• [Extract to read]
.....
And another might yet reach her desk before the session ends.
The state House late Thursday passed a bill that would phase in a $9 minimum wage over the next year – a 20 percent increase over the $7.50 minimum established about a decade ago.
The proposal already won Senate approval, meaning it now goes to the governor for her consideration.
A $9.25 minimum wage – also approved by the House – is pending on the Senate side.
As for Thursday’s proposal, Rep. Carl Trujillo, D-Santa Fe, described it as a reasonable step forward.
“I don’t think we’re raising it drastically,” he told his colleagues Thursday.
The proposal, Senate Bill 386, would raise the minimum wage in two steps – first to $8.25 in October and then $9 six months later, in April.
It also would allow a training wage of $8 an hour when an employee is learning on the job. The training period couldn’t last more than 60 days.
The House endorsed the proposal 41-27. It picked up some Republican support.
But GOP legislators from rural areas spoke against it. They said it could lead to layoffs, price increases and other unintended consequences.
Rep. James Townsend, R-Artesia, said the minimum wage was always intended to be “a starting point.”
“It is not meant to be an all-in career,” he said.
The bill is sponsored by Sen. Clemente Sanchez, D-Grants.
.....
• [Supplied records]
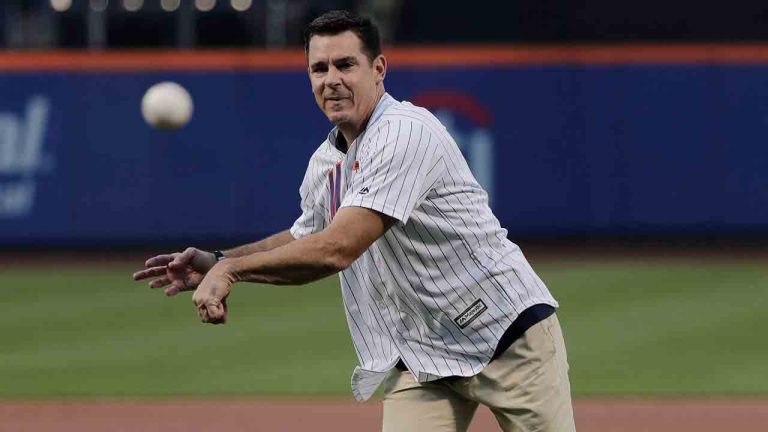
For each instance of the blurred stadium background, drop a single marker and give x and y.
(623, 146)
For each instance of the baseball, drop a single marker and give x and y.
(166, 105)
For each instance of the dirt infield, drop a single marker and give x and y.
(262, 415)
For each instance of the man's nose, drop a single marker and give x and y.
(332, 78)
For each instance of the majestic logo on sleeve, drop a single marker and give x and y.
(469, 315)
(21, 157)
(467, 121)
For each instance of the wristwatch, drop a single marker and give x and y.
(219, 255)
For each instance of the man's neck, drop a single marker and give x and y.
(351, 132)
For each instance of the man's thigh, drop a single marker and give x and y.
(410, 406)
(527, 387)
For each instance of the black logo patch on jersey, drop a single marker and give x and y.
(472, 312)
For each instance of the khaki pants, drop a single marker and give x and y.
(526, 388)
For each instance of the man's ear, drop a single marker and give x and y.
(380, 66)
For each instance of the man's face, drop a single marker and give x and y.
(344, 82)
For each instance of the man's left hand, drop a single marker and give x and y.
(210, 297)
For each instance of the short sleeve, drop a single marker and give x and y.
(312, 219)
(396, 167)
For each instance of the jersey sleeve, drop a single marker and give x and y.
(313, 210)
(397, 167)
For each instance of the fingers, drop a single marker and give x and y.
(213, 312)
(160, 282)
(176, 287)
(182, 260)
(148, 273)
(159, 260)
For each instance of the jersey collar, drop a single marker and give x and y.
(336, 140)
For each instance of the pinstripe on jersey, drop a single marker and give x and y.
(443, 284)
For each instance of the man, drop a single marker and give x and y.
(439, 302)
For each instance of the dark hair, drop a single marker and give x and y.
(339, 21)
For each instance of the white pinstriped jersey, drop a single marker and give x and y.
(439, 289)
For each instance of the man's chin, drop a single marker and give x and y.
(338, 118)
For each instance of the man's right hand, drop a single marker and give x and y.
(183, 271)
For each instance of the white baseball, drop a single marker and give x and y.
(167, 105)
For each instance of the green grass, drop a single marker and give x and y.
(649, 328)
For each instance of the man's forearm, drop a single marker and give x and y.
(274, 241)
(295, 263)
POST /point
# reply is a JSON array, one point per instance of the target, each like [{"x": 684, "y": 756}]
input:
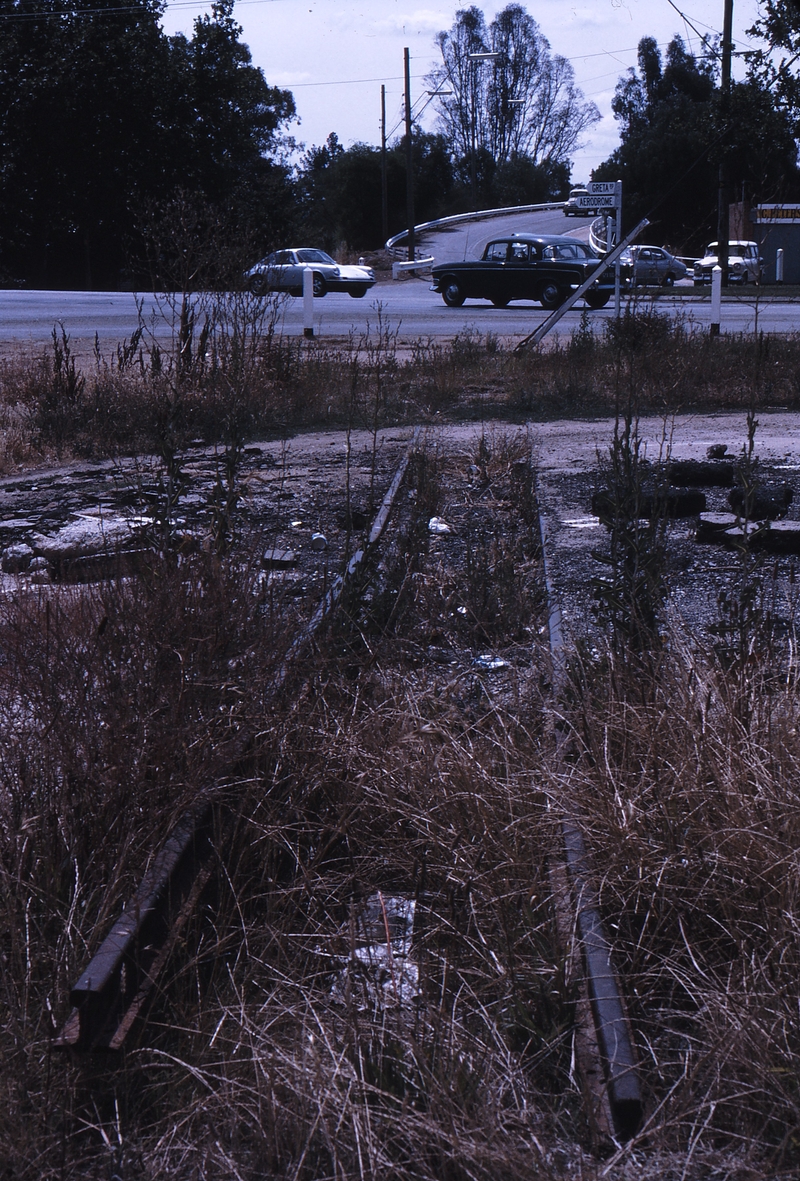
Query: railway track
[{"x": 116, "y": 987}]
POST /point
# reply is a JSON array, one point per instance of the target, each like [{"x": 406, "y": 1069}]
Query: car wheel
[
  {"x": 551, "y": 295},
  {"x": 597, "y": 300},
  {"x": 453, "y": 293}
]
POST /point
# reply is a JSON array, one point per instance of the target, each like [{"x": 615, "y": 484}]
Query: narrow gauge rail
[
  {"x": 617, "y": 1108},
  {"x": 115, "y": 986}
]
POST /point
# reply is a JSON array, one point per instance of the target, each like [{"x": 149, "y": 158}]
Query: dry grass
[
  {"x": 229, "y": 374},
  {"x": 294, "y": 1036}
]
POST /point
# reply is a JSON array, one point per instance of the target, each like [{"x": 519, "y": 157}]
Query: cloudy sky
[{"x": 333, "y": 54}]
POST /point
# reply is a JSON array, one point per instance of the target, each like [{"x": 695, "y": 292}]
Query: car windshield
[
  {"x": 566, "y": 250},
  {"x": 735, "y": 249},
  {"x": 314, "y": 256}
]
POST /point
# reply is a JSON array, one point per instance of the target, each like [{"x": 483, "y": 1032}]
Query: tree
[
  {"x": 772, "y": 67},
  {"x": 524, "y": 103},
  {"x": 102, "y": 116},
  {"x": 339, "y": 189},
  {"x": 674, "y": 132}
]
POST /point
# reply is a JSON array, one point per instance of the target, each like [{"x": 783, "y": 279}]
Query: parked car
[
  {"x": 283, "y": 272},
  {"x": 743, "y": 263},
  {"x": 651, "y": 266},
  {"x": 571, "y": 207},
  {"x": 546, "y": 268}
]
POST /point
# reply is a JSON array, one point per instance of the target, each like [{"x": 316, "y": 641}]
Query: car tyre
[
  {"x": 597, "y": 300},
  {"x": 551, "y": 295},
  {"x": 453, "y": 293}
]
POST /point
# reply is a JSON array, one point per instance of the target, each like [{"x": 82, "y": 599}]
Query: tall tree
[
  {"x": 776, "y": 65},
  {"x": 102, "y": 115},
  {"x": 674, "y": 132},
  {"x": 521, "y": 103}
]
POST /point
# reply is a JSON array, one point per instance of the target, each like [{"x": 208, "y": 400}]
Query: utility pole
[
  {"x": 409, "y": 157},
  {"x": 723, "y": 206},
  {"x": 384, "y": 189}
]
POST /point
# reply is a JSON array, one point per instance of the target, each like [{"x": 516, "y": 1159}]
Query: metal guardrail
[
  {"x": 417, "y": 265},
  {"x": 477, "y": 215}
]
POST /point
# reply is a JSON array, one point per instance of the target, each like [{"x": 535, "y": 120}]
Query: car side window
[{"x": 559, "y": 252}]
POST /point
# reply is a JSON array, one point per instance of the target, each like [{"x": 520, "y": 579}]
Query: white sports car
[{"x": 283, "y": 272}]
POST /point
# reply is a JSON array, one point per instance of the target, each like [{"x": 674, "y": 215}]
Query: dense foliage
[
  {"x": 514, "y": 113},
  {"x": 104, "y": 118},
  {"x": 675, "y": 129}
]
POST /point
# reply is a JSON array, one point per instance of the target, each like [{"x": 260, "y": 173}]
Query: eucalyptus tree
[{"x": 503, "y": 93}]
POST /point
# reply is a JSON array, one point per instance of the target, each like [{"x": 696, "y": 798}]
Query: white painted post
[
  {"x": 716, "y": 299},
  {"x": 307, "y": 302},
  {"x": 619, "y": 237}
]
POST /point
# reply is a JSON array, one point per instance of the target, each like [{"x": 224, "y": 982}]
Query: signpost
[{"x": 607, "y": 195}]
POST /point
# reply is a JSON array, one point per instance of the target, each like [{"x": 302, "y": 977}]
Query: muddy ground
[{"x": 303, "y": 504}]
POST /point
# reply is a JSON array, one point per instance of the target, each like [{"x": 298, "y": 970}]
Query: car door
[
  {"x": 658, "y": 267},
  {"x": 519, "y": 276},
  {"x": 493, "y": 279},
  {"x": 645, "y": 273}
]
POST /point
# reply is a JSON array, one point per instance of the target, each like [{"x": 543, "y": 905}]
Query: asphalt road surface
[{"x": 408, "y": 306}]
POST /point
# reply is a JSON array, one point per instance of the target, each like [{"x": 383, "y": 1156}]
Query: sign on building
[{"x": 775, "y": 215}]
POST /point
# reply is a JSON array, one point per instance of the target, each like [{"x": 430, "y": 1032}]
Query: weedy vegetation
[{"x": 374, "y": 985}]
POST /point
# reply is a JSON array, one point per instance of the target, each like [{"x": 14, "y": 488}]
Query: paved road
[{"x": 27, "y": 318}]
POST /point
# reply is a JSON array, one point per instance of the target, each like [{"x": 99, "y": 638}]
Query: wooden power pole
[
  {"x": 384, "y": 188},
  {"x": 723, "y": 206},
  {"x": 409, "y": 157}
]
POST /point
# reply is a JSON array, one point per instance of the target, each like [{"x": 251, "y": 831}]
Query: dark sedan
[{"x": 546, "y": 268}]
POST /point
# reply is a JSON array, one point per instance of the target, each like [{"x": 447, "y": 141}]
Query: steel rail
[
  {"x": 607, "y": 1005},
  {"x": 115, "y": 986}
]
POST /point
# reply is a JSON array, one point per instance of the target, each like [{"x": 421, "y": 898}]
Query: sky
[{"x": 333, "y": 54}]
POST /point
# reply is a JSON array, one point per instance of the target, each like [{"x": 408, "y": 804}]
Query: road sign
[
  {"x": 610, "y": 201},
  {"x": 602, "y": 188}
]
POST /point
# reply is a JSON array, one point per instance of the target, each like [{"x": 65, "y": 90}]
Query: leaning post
.....
• [Required action] Write out the part of the minimum wage article from "It also would" up to and including "Clemente Sanchez, D-Grants.". You won't need the lines for this.

• [Written reply]
It also would allow a training wage of $8 an hour when an employee is learning on the job. The training period couldn’t last more than 60 days.
The House endorsed the proposal 41-27. It picked up some Republican support.
But GOP legislators from rural areas spoke against it. They said it could lead to layoffs, price increases and other unintended consequences.
Rep. James Townsend, R-Artesia, said the minimum wage was always intended to be “a starting point.”
“It is not meant to be an all-in career,” he said.
The bill is sponsored by Sen. Clemente Sanchez, D-Grants.